[Dataset entries]
§ §
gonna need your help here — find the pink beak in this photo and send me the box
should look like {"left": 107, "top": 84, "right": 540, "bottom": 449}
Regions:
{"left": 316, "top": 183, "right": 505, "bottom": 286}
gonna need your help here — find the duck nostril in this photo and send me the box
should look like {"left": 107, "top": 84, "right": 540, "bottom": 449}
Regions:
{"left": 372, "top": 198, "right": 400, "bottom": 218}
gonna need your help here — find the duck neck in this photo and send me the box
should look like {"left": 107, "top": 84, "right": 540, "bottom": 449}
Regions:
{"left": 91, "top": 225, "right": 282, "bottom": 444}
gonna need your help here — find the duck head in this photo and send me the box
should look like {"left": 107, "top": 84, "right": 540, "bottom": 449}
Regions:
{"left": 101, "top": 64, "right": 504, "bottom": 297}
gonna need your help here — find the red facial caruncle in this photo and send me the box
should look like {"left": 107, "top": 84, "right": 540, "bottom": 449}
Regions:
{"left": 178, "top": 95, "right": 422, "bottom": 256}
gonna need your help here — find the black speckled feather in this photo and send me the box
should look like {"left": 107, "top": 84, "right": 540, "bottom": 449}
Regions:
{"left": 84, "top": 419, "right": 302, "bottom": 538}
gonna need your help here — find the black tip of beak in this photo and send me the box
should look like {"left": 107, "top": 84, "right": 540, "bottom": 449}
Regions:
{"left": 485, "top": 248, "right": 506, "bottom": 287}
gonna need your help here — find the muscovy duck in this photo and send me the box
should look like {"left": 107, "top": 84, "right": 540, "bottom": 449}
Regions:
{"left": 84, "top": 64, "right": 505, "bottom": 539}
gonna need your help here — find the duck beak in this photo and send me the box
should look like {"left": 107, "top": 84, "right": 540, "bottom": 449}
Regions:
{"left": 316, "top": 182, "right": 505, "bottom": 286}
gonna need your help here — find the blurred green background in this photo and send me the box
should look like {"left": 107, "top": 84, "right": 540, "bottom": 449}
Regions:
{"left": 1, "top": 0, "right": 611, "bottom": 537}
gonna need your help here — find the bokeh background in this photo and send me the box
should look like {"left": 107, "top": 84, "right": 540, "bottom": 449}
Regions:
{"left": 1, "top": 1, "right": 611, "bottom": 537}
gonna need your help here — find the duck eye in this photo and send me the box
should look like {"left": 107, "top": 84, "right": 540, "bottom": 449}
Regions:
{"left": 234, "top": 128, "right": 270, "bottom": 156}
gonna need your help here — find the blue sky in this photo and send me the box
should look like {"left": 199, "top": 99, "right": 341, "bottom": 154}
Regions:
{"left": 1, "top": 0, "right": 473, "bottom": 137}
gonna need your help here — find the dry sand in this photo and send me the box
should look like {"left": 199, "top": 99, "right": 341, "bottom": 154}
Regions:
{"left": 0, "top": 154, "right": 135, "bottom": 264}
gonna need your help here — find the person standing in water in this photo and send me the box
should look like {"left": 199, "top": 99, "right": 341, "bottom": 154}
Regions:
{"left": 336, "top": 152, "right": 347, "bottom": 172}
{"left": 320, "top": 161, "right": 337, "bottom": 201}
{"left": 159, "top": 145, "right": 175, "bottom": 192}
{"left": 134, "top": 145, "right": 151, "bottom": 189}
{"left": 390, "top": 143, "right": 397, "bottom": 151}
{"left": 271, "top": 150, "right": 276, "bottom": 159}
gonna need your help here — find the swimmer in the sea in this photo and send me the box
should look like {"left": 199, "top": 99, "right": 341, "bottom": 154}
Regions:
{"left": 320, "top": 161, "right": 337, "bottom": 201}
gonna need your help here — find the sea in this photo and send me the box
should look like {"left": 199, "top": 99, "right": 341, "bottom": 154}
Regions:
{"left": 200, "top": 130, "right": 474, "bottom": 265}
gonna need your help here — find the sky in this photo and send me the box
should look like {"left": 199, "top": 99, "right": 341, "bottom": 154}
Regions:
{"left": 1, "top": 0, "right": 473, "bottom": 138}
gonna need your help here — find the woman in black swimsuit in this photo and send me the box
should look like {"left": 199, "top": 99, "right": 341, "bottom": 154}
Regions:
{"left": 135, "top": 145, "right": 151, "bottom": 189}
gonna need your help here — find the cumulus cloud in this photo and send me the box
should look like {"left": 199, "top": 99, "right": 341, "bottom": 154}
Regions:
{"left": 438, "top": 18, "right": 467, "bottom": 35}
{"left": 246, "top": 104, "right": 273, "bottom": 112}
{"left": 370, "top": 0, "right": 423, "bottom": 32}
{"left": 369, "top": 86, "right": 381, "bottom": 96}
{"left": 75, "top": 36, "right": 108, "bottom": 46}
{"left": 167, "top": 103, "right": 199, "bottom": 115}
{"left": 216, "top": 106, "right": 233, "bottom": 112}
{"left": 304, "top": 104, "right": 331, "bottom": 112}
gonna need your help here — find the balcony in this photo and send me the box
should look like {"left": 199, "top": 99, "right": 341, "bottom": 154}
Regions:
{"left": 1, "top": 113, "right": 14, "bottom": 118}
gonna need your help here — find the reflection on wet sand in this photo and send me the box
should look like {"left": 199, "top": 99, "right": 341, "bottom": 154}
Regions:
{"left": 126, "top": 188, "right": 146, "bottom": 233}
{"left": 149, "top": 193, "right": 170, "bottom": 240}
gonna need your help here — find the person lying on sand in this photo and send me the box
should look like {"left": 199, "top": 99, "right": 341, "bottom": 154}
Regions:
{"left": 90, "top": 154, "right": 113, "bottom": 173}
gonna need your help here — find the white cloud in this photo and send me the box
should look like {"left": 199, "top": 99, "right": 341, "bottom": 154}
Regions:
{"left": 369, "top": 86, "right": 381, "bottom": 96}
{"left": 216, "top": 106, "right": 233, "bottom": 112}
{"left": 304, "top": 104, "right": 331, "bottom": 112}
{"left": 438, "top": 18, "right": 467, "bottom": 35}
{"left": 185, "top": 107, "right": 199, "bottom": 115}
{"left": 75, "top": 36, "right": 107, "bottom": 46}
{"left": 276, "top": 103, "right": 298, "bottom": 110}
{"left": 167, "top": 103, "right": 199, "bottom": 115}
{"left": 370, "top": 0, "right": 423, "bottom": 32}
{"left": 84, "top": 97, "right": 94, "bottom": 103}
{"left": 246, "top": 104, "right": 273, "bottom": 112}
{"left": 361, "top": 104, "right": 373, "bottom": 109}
§ §
> [ACTIVITY]: Retype each of the records, word for word, with nothing added or dropped.

> [COMPLETED TASK]:
gonna need your help here — find the pink beak in this photo and send me the box
should look like {"left": 107, "top": 84, "right": 540, "bottom": 449}
Regions:
{"left": 316, "top": 183, "right": 505, "bottom": 286}
gonna need your help here — find the duck nostril in this photo and send me the box
should look like {"left": 107, "top": 84, "right": 540, "bottom": 449}
Regions:
{"left": 372, "top": 198, "right": 400, "bottom": 218}
gonna need your help here — find the duck neck in this photo and send me the box
should look like {"left": 107, "top": 84, "right": 540, "bottom": 449}
Regions:
{"left": 91, "top": 225, "right": 282, "bottom": 444}
gonna need your help here — find the duck head in this photo and send me the box
should look like {"left": 107, "top": 84, "right": 540, "bottom": 449}
Regions:
{"left": 101, "top": 64, "right": 504, "bottom": 297}
gonna need your help here — find the red facial caruncle in this photo and send me the box
should look like {"left": 107, "top": 84, "right": 540, "bottom": 449}
Regions:
{"left": 178, "top": 95, "right": 422, "bottom": 256}
gonna need your help here — find the black speckled feather in this photo and send me the box
should look like {"left": 107, "top": 84, "right": 540, "bottom": 449}
Regions:
{"left": 84, "top": 419, "right": 302, "bottom": 538}
gonna need your help here — find the black tip of beak in this photo and send me the box
should look like {"left": 107, "top": 84, "right": 540, "bottom": 449}
Regions:
{"left": 485, "top": 248, "right": 506, "bottom": 287}
gonna need your help here — find the muscovy duck in this photo and send me the box
should look like {"left": 107, "top": 84, "right": 540, "bottom": 449}
Regions:
{"left": 84, "top": 64, "right": 505, "bottom": 539}
gonna need your help here — find the duck beak in this photo and send me the box
should look like {"left": 107, "top": 84, "right": 540, "bottom": 449}
Regions:
{"left": 316, "top": 182, "right": 505, "bottom": 286}
gonna need your help here — find the blurred green background in this photo and send me the box
should look like {"left": 107, "top": 84, "right": 540, "bottom": 449}
Regions:
{"left": 1, "top": 0, "right": 611, "bottom": 537}
gonna need your help here — find the bokeh background in this photo and send me the box
should look like {"left": 107, "top": 84, "right": 540, "bottom": 449}
Regions:
{"left": 1, "top": 1, "right": 611, "bottom": 537}
gonna need your help here — find the duck eye in this photo and send me the box
should look like {"left": 107, "top": 84, "right": 540, "bottom": 449}
Regions:
{"left": 234, "top": 128, "right": 270, "bottom": 156}
gonna need your help here — find the blue sky in this photo and send me the box
should look like {"left": 199, "top": 99, "right": 341, "bottom": 154}
Regions:
{"left": 1, "top": 0, "right": 473, "bottom": 137}
gonna need your help here — find the dry sand in this photo and send me the box
should look like {"left": 199, "top": 99, "right": 341, "bottom": 154}
Regions:
{"left": 0, "top": 154, "right": 135, "bottom": 264}
gonna need your help here — find the person standing in water in this photo and send me the box
should look like {"left": 199, "top": 99, "right": 341, "bottom": 154}
Regions:
{"left": 336, "top": 152, "right": 347, "bottom": 172}
{"left": 320, "top": 161, "right": 337, "bottom": 201}
{"left": 159, "top": 145, "right": 175, "bottom": 192}
{"left": 134, "top": 145, "right": 151, "bottom": 189}
{"left": 390, "top": 143, "right": 397, "bottom": 151}
{"left": 271, "top": 150, "right": 276, "bottom": 159}
gonna need your help here — find the swimmer in the sea in this photo and send me the box
should look like {"left": 199, "top": 99, "right": 341, "bottom": 154}
Regions:
{"left": 320, "top": 161, "right": 337, "bottom": 201}
gonna need your help here — find the sea in this photo and send me the box
should look like {"left": 199, "top": 99, "right": 341, "bottom": 154}
Regions:
{"left": 200, "top": 130, "right": 474, "bottom": 265}
gonna need your help here — find the sky in this photo and send me the box
should look like {"left": 199, "top": 99, "right": 341, "bottom": 154}
Regions:
{"left": 1, "top": 0, "right": 473, "bottom": 138}
gonna need your help here — find the woman in black swimsuit in this photo and send me the box
should look like {"left": 199, "top": 99, "right": 341, "bottom": 154}
Regions:
{"left": 135, "top": 145, "right": 151, "bottom": 189}
gonna need your help here — find the cumulus cloud in this photo and send me the box
should look like {"left": 199, "top": 99, "right": 341, "bottom": 154}
Regions:
{"left": 438, "top": 18, "right": 467, "bottom": 35}
{"left": 246, "top": 104, "right": 273, "bottom": 112}
{"left": 370, "top": 0, "right": 423, "bottom": 32}
{"left": 369, "top": 86, "right": 381, "bottom": 96}
{"left": 75, "top": 36, "right": 108, "bottom": 46}
{"left": 167, "top": 103, "right": 199, "bottom": 115}
{"left": 216, "top": 106, "right": 233, "bottom": 112}
{"left": 304, "top": 104, "right": 331, "bottom": 112}
gonna need your help here — find the balcony in this photo and send me the box
should look like {"left": 199, "top": 99, "right": 341, "bottom": 154}
Regions:
{"left": 1, "top": 113, "right": 14, "bottom": 118}
gonna need your help here — find the reflection on wet sand in this photo and send me the box
should look like {"left": 199, "top": 99, "right": 341, "bottom": 154}
Regions:
{"left": 126, "top": 188, "right": 146, "bottom": 233}
{"left": 149, "top": 193, "right": 170, "bottom": 240}
gonna need your help here — find the person lying on sand in this photo and send me the box
should look like {"left": 199, "top": 99, "right": 341, "bottom": 154}
Regions:
{"left": 90, "top": 154, "right": 113, "bottom": 173}
gonna need your help here — find the white cloud in this photo and send me the box
should look like {"left": 199, "top": 99, "right": 341, "bottom": 154}
Regions:
{"left": 369, "top": 86, "right": 381, "bottom": 96}
{"left": 216, "top": 106, "right": 233, "bottom": 112}
{"left": 304, "top": 104, "right": 331, "bottom": 112}
{"left": 438, "top": 18, "right": 467, "bottom": 35}
{"left": 185, "top": 107, "right": 199, "bottom": 115}
{"left": 75, "top": 36, "right": 107, "bottom": 46}
{"left": 276, "top": 103, "right": 298, "bottom": 110}
{"left": 167, "top": 103, "right": 199, "bottom": 115}
{"left": 370, "top": 0, "right": 423, "bottom": 32}
{"left": 84, "top": 97, "right": 94, "bottom": 103}
{"left": 246, "top": 104, "right": 273, "bottom": 112}
{"left": 361, "top": 104, "right": 373, "bottom": 109}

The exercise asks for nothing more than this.